WHAT YOU ARE ASKED TO DO - Below are some records: retype them all exactly, but not the pictures.
***
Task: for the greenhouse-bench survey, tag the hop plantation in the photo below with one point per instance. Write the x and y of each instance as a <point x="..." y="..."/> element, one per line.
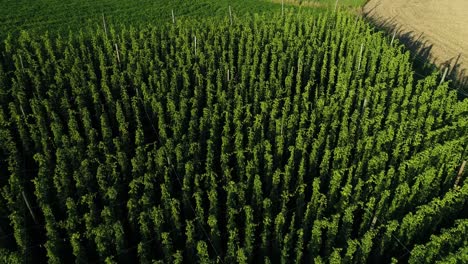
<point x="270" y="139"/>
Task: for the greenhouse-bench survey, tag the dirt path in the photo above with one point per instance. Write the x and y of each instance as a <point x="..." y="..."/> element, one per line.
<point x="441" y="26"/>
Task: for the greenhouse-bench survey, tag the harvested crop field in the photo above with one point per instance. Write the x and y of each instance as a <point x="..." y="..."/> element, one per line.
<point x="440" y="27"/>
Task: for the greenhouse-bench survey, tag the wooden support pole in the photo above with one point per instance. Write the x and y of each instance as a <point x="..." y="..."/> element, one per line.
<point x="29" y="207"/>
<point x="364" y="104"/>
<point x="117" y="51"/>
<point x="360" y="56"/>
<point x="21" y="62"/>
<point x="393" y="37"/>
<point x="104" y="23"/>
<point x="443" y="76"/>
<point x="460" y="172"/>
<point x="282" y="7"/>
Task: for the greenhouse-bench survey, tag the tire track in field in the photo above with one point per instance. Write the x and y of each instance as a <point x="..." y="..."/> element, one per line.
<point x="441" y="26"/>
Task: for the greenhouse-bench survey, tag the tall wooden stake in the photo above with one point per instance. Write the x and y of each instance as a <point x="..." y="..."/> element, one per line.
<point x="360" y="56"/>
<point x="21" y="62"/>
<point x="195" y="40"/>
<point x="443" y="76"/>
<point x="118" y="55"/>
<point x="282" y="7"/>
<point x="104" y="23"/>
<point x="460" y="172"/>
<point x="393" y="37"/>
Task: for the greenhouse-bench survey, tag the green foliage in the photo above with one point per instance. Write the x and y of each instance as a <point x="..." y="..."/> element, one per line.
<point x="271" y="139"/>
***
OUTPUT OF THE EXERCISE -
Task: for the greenhouse-bench survey, tag the hop plantation in the photo below with one point per instance. Write the x and y of each instance as a <point x="..." y="..."/> element, one per line.
<point x="270" y="139"/>
Task: for the greenhouse-bench survey, tag the dirt path in the photo above with one point per instance. Write the x and y of each instance as a <point x="..." y="..."/> element, one per line.
<point x="441" y="26"/>
Task: for the greenhouse-bench survey, tag the harvested crop field in the photo above with one point per instance. Write the x and y of each instance as a <point x="..." y="..."/> element, one per line.
<point x="440" y="27"/>
Task: for the greenhouse-bench survey, tag the wooden support pole in the photo above with one point per instance. Write the x and y of each instance as a <point x="..." y="..."/> element, one per line.
<point x="29" y="207"/>
<point x="364" y="104"/>
<point x="117" y="51"/>
<point x="360" y="56"/>
<point x="21" y="62"/>
<point x="393" y="37"/>
<point x="104" y="23"/>
<point x="443" y="76"/>
<point x="460" y="172"/>
<point x="282" y="7"/>
Task: for the greenhouse-bench survey, tag the tire track in field in the photo above with one point per instance. Write the x and y of each instance as a <point x="..." y="..."/> element, one per line.
<point x="441" y="26"/>
Task: for the greenhouse-bench survey, tag the tall wooden stake in the photo above with one point per instance. Write the x and y of each instance as a <point x="..." y="..."/> element, one per line.
<point x="360" y="56"/>
<point x="21" y="62"/>
<point x="195" y="40"/>
<point x="443" y="76"/>
<point x="118" y="55"/>
<point x="282" y="7"/>
<point x="104" y="23"/>
<point x="460" y="172"/>
<point x="393" y="37"/>
Task: for the greenhouse-bench survey, tag the green foliage in the photo above with one point per instance. Write the x and y of each instance as a <point x="..." y="..."/> element, one per line.
<point x="271" y="139"/>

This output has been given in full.